Region outline entries
>>>

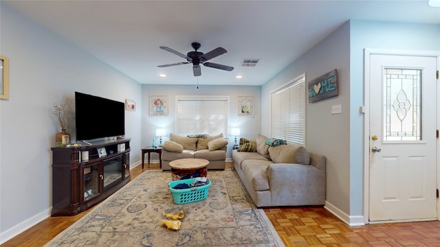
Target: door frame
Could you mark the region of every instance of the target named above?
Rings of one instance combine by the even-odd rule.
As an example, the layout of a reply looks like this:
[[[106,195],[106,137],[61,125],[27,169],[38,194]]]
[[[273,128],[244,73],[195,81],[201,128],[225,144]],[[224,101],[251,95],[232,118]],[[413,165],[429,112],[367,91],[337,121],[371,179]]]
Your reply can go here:
[[[437,70],[439,69],[440,51],[421,51],[421,50],[394,50],[381,49],[364,49],[364,105],[360,108],[360,112],[364,113],[364,223],[370,224],[369,221],[369,198],[370,198],[370,56],[371,55],[391,55],[408,56],[433,57],[437,59]],[[439,80],[437,80],[439,85]],[[440,85],[437,87],[437,129],[439,130],[440,123]],[[436,141],[437,150],[437,187],[440,189],[440,163],[439,162],[439,141]],[[440,200],[437,200],[437,220],[440,220]]]

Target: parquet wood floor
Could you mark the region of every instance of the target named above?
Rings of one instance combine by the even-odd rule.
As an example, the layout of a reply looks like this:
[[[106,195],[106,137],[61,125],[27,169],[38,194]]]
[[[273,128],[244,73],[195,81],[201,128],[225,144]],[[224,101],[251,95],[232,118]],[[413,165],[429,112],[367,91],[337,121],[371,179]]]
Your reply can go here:
[[[232,167],[232,163],[227,163],[227,168]],[[159,169],[159,164],[145,164],[144,169],[138,165],[131,170],[131,179],[146,170]],[[350,227],[323,207],[263,209],[287,247],[440,247],[439,221]],[[50,217],[0,246],[43,246],[87,212],[69,217]]]
[[[323,207],[264,209],[289,246],[440,246],[440,222],[349,226]]]

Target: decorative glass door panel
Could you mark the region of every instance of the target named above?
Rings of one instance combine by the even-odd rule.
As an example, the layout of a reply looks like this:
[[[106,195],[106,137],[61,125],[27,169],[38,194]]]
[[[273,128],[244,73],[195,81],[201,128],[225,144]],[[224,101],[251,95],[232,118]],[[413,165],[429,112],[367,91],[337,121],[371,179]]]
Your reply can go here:
[[[104,191],[122,180],[122,156],[104,161]]]
[[[130,153],[125,154],[124,156],[124,179],[126,179],[130,176]]]
[[[101,176],[99,172],[99,163],[84,167],[82,172],[83,201],[87,201],[100,194],[99,185]]]
[[[384,69],[384,141],[421,141],[421,72]]]

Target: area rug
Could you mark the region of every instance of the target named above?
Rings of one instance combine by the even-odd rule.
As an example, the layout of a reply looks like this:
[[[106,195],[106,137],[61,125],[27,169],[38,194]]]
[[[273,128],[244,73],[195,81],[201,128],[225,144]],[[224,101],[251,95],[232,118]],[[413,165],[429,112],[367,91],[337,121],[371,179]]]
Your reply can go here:
[[[45,246],[284,246],[233,170],[209,171],[201,201],[177,204],[169,172],[148,170]],[[180,229],[161,226],[162,213],[183,210]]]

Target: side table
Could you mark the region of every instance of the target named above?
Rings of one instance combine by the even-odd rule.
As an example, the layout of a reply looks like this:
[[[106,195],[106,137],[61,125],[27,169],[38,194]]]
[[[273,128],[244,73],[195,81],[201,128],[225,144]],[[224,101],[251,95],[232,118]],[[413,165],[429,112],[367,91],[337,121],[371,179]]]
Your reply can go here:
[[[162,147],[152,147],[148,146],[141,149],[142,151],[142,169],[144,169],[144,161],[145,158],[145,154],[146,153],[148,156],[148,164],[150,163],[150,154],[152,152],[155,152],[159,154],[159,165],[160,165],[160,168],[162,167],[162,159],[161,158],[161,156],[162,154]]]

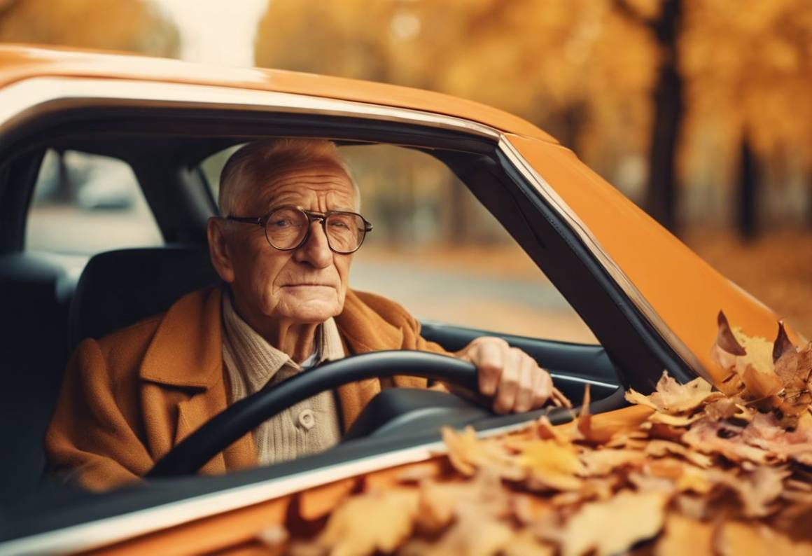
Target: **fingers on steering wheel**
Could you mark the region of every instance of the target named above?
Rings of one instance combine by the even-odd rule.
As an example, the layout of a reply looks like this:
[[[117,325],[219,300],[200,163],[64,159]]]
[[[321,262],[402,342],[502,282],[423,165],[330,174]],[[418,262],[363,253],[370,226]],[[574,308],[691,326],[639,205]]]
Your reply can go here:
[[[550,378],[550,374],[537,366],[535,381],[533,388],[533,409],[543,406],[552,396],[552,390],[553,381]],[[553,403],[555,403],[555,398],[553,398]]]
[[[569,401],[569,398],[564,396],[564,393],[555,386],[553,386],[552,397],[553,402],[559,407],[572,408],[572,402]]]
[[[508,413],[516,403],[516,395],[521,380],[520,361],[512,350],[504,353],[504,366],[499,376],[494,410],[499,414]]]
[[[536,388],[538,385],[538,373],[541,369],[528,354],[519,351],[519,366],[521,373],[519,377],[519,389],[516,393],[513,410],[516,413],[528,411],[533,406]]]
[[[486,396],[496,393],[504,367],[503,350],[493,343],[482,343],[475,348],[475,352],[469,356],[477,363],[477,375],[479,381],[479,391]]]

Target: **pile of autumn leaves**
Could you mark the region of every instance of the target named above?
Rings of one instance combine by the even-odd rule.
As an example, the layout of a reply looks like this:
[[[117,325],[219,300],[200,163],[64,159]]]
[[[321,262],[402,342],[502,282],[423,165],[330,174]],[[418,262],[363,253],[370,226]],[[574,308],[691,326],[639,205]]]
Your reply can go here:
[[[723,391],[663,373],[611,414],[489,439],[443,430],[441,465],[368,484],[309,539],[277,531],[270,544],[343,556],[812,554],[812,343],[797,350],[783,327],[775,342],[748,337],[722,314],[719,327]]]

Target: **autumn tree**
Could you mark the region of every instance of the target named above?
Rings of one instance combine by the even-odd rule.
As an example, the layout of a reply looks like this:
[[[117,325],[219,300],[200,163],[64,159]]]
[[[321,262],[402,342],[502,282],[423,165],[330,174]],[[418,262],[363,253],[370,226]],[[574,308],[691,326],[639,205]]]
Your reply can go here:
[[[0,0],[0,41],[178,54],[179,35],[154,4],[139,0]]]
[[[680,38],[689,114],[685,155],[712,147],[733,161],[717,178],[736,184],[744,237],[758,232],[760,184],[770,165],[812,159],[812,4],[806,0],[685,0]],[[786,172],[780,178],[785,179]]]
[[[418,87],[539,123],[612,174],[645,149],[655,50],[610,0],[274,0],[257,65]],[[449,198],[460,196],[449,188]],[[469,207],[451,221],[464,230]],[[460,234],[461,239],[464,232]]]

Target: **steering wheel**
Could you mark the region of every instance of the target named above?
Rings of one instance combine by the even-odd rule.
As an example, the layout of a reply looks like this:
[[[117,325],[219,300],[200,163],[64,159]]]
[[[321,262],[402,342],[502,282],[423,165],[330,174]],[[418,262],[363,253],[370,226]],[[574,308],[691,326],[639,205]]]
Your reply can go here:
[[[331,361],[263,388],[231,404],[172,448],[146,478],[190,475],[248,431],[291,406],[327,389],[395,375],[443,380],[477,391],[477,368],[425,351],[376,351]]]

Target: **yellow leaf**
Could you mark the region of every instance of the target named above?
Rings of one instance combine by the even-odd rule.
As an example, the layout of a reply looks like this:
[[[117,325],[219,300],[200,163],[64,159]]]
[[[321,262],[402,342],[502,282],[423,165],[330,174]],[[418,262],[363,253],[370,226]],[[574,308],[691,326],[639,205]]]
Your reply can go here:
[[[659,532],[667,502],[663,493],[623,490],[608,501],[585,504],[563,528],[542,534],[560,545],[562,556],[622,554]]]

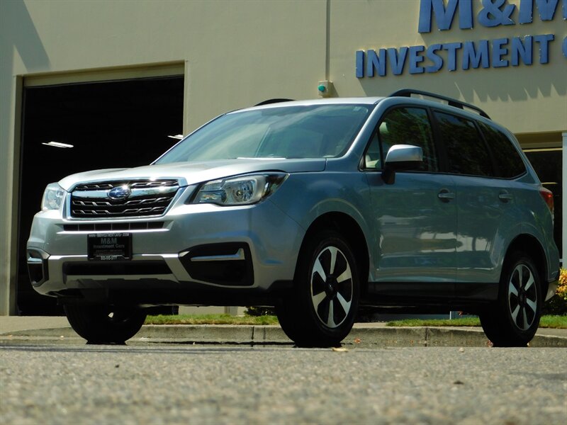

<<<

What to do » Return each line of the data containing the word "wheel". Matches must respect case.

Written response »
Target: **fingers on steering wheel**
Target: **steering wheel**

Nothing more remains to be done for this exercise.